ACTIVITY =
Please report every line from the material that contains the word "label".

Segment Open

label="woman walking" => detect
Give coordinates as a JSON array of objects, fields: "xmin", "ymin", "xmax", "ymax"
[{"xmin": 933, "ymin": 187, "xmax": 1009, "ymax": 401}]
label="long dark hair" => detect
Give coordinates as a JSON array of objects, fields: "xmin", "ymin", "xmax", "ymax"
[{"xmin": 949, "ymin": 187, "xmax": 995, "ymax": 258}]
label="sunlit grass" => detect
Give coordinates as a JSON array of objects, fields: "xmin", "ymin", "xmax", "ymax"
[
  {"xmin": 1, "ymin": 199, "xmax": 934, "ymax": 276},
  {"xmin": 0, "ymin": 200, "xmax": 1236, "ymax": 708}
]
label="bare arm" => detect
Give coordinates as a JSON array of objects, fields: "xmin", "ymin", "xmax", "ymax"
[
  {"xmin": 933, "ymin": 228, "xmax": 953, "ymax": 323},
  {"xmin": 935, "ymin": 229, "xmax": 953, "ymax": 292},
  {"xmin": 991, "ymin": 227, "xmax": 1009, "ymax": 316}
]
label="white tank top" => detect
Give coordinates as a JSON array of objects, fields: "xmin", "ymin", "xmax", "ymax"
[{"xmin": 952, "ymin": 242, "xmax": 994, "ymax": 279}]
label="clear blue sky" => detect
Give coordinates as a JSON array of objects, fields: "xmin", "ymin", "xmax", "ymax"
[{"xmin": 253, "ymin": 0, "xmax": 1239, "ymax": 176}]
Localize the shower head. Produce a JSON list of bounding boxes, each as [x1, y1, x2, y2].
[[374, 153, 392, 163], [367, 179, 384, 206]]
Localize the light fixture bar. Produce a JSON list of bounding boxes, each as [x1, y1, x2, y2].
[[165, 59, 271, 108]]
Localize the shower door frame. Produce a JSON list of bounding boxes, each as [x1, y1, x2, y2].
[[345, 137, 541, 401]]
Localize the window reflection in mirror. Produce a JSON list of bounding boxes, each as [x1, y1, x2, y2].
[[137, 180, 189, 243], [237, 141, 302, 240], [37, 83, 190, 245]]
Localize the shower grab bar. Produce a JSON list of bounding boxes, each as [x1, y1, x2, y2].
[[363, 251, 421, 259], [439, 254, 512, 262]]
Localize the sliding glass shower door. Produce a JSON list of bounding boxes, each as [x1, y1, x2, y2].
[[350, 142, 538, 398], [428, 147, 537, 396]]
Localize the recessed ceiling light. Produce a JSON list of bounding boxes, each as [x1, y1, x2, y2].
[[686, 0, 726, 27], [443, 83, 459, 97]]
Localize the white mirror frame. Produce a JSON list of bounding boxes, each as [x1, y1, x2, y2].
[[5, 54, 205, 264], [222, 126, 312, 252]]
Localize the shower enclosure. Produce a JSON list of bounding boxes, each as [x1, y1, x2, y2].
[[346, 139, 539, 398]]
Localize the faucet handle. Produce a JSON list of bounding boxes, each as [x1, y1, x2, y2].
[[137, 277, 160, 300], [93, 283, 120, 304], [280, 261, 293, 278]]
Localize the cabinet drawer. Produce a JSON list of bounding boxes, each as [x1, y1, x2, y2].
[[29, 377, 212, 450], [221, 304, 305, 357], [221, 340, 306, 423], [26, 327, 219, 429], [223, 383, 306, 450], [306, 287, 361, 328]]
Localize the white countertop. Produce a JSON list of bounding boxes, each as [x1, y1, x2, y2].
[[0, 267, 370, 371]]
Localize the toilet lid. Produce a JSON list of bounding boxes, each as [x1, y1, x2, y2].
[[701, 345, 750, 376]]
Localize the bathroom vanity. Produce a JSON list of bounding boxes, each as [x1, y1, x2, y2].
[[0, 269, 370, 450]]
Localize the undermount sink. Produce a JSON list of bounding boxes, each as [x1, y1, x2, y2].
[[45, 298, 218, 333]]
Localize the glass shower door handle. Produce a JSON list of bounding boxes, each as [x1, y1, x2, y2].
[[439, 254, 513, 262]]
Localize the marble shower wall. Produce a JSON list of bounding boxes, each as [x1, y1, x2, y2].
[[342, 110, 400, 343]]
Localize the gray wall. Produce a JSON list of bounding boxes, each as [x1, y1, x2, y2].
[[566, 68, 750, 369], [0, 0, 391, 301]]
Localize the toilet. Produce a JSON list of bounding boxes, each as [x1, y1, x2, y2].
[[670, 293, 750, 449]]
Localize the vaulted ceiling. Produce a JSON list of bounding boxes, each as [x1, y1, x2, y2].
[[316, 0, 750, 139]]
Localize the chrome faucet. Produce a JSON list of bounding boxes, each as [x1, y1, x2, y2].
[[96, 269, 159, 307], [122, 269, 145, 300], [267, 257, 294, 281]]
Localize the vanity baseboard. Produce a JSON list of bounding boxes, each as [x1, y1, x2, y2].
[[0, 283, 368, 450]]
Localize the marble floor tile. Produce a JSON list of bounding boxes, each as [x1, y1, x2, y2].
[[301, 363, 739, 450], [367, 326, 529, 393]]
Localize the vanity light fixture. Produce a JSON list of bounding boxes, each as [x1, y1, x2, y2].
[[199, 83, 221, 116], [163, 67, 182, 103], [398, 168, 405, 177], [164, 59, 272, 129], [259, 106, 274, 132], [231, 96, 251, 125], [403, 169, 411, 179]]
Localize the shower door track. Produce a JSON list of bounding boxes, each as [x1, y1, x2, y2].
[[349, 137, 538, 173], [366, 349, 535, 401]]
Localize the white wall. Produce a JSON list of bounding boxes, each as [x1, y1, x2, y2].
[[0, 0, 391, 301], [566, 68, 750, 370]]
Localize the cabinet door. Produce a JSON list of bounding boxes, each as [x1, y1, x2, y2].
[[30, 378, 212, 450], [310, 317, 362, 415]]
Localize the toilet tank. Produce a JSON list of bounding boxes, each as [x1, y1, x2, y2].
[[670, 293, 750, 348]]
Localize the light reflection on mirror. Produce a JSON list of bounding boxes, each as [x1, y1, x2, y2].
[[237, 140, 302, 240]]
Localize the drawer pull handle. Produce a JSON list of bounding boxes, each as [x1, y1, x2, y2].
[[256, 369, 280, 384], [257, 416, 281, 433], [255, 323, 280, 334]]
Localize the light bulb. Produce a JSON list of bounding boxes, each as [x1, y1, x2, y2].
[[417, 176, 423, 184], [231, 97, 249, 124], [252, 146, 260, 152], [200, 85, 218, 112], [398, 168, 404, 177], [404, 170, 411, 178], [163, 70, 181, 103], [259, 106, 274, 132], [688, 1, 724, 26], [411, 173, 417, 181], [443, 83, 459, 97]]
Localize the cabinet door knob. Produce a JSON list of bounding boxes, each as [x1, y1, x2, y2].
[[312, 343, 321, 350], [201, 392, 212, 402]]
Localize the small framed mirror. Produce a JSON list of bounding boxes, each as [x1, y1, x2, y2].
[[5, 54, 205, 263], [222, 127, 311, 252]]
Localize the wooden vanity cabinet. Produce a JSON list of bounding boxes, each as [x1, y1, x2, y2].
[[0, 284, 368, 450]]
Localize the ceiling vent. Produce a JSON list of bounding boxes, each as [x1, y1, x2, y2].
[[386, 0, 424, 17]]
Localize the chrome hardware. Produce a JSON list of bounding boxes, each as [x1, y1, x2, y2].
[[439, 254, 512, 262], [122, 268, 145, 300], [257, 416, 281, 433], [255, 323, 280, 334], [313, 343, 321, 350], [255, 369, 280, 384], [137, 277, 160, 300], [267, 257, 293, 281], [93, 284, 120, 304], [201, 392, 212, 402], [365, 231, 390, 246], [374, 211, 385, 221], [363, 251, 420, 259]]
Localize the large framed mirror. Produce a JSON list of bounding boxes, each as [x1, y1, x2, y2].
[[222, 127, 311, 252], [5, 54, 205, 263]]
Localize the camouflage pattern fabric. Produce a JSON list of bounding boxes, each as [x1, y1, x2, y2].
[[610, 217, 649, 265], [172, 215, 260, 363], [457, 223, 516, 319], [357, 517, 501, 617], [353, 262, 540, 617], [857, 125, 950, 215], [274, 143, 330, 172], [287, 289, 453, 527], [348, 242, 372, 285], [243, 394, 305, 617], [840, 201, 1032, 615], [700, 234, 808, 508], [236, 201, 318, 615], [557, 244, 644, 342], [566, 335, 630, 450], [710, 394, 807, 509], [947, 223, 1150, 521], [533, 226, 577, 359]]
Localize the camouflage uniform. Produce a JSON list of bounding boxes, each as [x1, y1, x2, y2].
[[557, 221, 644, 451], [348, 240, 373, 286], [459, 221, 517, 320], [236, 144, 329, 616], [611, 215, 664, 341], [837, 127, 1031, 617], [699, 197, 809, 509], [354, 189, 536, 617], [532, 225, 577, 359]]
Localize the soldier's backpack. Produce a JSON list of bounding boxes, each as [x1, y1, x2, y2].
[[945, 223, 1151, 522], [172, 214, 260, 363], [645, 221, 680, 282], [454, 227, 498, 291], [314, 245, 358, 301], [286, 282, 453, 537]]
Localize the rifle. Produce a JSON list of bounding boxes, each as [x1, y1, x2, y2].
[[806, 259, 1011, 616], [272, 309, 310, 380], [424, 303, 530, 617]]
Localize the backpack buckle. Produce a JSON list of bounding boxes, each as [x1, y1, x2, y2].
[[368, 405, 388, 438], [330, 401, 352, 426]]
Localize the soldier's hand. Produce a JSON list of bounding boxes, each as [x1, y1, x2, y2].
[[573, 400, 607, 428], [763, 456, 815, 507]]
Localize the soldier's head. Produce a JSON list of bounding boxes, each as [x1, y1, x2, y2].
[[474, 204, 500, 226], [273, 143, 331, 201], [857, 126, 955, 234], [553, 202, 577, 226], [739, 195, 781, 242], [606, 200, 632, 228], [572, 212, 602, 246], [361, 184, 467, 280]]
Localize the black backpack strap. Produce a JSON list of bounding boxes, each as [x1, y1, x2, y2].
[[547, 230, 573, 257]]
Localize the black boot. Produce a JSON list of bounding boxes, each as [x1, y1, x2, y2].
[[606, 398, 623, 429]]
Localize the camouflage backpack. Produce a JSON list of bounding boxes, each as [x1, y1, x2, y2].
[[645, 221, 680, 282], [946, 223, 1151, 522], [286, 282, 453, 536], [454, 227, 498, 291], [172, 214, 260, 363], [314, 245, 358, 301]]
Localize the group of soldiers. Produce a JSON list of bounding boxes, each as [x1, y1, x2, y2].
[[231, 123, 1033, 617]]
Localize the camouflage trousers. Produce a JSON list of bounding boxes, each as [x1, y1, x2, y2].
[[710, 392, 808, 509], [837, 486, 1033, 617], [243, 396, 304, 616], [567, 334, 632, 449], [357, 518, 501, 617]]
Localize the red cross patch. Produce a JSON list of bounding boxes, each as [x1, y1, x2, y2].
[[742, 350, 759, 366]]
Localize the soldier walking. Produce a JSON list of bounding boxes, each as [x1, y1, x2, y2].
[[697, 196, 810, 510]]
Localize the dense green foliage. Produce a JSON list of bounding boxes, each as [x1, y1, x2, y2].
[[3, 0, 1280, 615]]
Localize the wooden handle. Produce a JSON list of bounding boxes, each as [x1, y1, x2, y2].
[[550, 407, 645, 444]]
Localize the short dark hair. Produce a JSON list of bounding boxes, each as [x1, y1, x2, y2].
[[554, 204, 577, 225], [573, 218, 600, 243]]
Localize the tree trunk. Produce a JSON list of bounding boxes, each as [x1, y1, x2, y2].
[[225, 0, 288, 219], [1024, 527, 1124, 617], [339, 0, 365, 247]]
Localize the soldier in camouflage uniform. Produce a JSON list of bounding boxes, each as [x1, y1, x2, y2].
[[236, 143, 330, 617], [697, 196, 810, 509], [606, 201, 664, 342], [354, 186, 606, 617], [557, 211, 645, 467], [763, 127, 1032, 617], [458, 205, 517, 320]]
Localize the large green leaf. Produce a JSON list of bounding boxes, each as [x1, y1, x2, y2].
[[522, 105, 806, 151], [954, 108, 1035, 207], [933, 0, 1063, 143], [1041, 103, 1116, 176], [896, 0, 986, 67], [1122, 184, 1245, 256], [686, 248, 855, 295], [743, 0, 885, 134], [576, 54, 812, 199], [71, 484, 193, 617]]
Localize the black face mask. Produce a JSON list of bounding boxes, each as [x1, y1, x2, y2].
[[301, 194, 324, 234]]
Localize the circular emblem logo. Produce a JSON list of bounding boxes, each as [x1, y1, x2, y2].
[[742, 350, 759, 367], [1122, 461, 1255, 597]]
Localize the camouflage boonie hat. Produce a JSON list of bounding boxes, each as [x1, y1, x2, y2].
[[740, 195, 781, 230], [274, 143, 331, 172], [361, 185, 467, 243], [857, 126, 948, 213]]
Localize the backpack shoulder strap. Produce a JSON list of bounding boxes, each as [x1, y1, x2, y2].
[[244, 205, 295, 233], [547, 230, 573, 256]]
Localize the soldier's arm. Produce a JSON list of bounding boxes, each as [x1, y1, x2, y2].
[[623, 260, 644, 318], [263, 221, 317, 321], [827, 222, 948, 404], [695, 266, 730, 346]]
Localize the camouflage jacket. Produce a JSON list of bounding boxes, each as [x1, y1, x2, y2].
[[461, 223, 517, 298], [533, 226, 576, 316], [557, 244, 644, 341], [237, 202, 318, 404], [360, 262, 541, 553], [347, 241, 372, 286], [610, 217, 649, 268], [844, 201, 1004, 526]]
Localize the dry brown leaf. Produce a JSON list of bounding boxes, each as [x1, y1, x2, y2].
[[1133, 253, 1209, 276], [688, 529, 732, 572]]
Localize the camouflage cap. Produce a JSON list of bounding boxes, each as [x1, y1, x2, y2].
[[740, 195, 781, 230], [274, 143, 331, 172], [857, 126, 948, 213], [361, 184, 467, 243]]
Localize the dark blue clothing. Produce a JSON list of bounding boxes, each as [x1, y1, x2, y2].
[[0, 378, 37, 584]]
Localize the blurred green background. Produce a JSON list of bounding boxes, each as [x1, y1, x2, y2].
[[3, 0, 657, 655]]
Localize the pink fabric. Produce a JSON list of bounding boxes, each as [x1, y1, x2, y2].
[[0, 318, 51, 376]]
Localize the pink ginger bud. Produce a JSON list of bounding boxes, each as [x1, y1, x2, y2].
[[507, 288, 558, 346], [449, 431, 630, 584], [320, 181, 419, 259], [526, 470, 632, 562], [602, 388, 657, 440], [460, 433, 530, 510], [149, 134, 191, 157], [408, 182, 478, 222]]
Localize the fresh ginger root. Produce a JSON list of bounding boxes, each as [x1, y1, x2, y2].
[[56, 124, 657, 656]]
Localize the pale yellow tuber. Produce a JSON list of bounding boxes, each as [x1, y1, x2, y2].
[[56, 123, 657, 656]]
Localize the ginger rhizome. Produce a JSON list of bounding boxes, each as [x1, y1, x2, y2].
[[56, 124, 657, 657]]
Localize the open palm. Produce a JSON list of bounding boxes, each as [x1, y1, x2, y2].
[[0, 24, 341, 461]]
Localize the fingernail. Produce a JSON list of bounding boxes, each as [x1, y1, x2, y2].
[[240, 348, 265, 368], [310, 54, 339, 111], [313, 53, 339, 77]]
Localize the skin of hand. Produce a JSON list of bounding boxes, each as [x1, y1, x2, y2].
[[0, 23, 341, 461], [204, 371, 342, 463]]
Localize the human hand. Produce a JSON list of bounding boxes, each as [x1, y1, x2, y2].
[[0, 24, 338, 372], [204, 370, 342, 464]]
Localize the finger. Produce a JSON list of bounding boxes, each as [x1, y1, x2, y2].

Segment Closed

EXPECTED ANSWER =
label="woman walking" => detect
label="long dark hair" => detect
label="sunlit grass" => detect
label="bare arm" => detect
label="white tank top" => detect
label="clear blue sky" => detect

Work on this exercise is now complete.